▶ [Dataset entries]:

****

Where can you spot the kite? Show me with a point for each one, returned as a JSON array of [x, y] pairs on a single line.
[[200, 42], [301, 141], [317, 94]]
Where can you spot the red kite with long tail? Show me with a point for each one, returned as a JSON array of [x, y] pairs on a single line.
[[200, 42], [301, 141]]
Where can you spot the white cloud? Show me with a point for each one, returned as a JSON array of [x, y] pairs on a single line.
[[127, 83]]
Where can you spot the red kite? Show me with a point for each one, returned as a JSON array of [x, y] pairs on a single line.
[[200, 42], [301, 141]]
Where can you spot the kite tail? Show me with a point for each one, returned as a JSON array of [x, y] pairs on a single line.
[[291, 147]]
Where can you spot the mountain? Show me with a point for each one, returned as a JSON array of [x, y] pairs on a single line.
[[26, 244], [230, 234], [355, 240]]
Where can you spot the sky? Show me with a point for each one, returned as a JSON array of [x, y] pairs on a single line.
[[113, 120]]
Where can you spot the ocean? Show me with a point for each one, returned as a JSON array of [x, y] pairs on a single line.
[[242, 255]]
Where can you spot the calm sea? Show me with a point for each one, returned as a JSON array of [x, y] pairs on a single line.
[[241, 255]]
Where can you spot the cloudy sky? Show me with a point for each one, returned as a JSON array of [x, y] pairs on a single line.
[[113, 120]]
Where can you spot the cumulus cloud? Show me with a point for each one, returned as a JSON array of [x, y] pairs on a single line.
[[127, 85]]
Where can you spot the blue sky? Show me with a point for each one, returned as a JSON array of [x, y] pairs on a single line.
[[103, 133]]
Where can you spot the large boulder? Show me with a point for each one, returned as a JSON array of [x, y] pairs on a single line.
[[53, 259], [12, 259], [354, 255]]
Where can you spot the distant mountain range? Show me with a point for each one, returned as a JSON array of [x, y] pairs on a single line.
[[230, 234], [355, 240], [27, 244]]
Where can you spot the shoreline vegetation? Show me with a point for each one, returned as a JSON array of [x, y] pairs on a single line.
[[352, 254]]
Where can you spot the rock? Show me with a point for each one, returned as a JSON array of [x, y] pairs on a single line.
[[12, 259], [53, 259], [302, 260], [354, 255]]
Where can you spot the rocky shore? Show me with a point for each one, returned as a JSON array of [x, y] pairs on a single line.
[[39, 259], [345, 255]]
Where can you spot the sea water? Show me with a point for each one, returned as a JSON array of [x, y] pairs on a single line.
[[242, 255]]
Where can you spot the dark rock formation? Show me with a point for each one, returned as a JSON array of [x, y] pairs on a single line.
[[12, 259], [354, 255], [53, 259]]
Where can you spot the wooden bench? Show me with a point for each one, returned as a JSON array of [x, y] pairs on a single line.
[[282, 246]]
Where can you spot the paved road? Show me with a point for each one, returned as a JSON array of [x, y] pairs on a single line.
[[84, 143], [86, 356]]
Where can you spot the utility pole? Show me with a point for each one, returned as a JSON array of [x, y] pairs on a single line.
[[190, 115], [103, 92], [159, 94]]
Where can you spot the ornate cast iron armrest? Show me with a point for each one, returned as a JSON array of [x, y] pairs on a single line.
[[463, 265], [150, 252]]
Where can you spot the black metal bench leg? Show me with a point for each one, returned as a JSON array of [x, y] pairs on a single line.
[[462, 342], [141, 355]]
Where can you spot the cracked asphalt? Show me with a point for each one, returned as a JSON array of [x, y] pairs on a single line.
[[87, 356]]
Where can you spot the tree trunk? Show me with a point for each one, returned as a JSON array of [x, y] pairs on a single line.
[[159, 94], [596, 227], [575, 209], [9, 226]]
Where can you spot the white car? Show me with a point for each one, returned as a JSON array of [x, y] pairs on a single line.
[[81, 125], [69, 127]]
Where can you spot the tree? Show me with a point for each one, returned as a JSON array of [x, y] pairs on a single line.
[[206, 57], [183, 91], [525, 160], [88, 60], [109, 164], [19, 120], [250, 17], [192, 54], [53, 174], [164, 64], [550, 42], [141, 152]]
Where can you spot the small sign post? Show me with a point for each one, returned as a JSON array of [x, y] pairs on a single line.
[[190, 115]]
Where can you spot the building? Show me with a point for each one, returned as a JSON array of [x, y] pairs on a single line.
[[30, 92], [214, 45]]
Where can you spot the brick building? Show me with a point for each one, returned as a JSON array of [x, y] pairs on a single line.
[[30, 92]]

****

▶ [Requirements]:
Set all of the records down again, exactly as they stand.

▶ [Task response]:
Where can you spot the kite? Show me with a point for each one, returned as a JSON array of [x, y] pairs on a single line.
[[200, 42], [301, 141], [317, 94]]
Where can you spot the red kite with long tail? Show me with a point for each one, returned as a JSON array of [x, y] pairs on a single line.
[[200, 42], [301, 141]]
Where can you spot the white cloud? Show me with a point for each one, returned as a JSON array of [x, y] pairs on a single line.
[[127, 83]]
Where can you spot the red kite? Show me with a point for each one, returned as a JSON array of [x, y] pairs on a single line.
[[200, 42], [301, 141]]
Where can you spot the kite tail? Show me with a point for each one, returned as a JSON array of [x, y] pairs on a single line.
[[291, 147]]
Where can you spot the mountain? Show me with a point for each one, returned as a JSON array of [x, y] pairs on a single line.
[[26, 244], [230, 234], [355, 240]]
Where can you spot the sky? Show me with a point for each one, returned as a JSON array of [x, y] pairs on a single line.
[[113, 120]]
Where can you spot the ocean? Show me with a point for each one, returned as a JSON array of [x, y] pairs on a single line.
[[242, 255]]
Where can you spot the calm sea? Show me with a point for each one, returned as a JSON array of [x, y] pairs on a single line.
[[241, 255]]
Where can you spot the cloudy sky? Show me with a point for each one, returned as a JSON array of [x, y] pairs on a single line.
[[113, 120]]
Where can you spot the cumulus cloud? Show me with a point for each one, returned as a JSON array of [x, y] pairs on a single line.
[[127, 85]]
Where can you spot the blue sky? Show me with a point for each one, returned as a JSON array of [x, y] pairs on a single line.
[[103, 133]]
Where can you spot the large boulder? Show me with a point for each one, returned as a JSON array of [x, y] pairs on a single line.
[[53, 259], [12, 259], [354, 255]]
Where can you spot the distant mountain range? Show me with a point for each one, returned as a JSON array of [x, y] pairs on a single line.
[[230, 234], [355, 240], [27, 244]]
Where can you spot the shoreline vegetation? Show me with a point for each one, returned as a JSON array of [x, y] pairs on a single line.
[[352, 254]]
Where can you spot the rock? Show me with a point for each one, returned as a JSON array of [x, y] pairs on a single line.
[[12, 259], [53, 259], [302, 260], [354, 255]]
Where can you spot the rocky shore? Show me with a point for each one, returned as a JSON array of [x, y] pairs on a single line.
[[39, 259], [345, 255]]
Where can you spot the sea water? Show me with a point for each one, returned as a JSON array of [x, y] pairs on a single line.
[[242, 255]]
Where can you spot the dark rock formation? Show me with a point for each one, returned as a JSON array of [x, y] pairs on a single line.
[[12, 259], [354, 255], [53, 259]]
Where can you spot the wooden bench? Show me with a point for each one, returned as a JSON array of [x, y] pairs on a single line.
[[282, 246]]
Where can you spot the paved road? Show me with a point for each one, returned as a JSON array of [x, y] pairs on a single line.
[[84, 143], [86, 356]]
Where can you spot the utility pole? Show me with a point for each one, returned as a JSON array of [x, y] pairs on a single line.
[[190, 115], [103, 92], [159, 94]]
Where can you spot the ornate cast iron armrest? Show me with a point for each one, returned as a JSON array of [x, y] pairs on a single line.
[[463, 265], [150, 252]]
Where can you spot the black metal bench leg? Show me with a point for each one, returned as a JSON array of [x, y] pairs on a single line.
[[462, 342], [141, 355]]
Where can you spot the cracked asphalt? Show me with a point for each one, returned as a JSON array of [x, y] pairs on a single line.
[[87, 356]]
Where can you spot the tree trunk? Show me with a point for each one, returned as a JSON array of [x, y] pairs on a single line.
[[159, 94], [596, 227], [575, 209], [9, 226]]
Where can you spot the white car? Show me with a point for each one, returned as a JSON array of [x, y] pairs on a single line.
[[81, 125], [69, 127]]
Where can you spot the tree? Show me with a point for each one, returned as a JSON array of [x, y] pairs on a single line.
[[206, 57], [183, 91], [525, 160], [88, 60], [109, 164], [19, 120], [250, 17], [192, 54], [53, 174], [164, 64], [550, 42], [141, 152]]
Where can you spot the small sign post? Show me with a point for each one, returned as a JSON array of [x, y] pairs on a single line.
[[190, 115]]
Where can you spot the building? Show me with a point for each one, returned as a JSON array of [x, y] pairs on a single line.
[[30, 92], [214, 45]]
Where can you spot the brick building? Show me with a point for each one, returned as a JSON array of [x, y] pairs on a single line.
[[30, 92]]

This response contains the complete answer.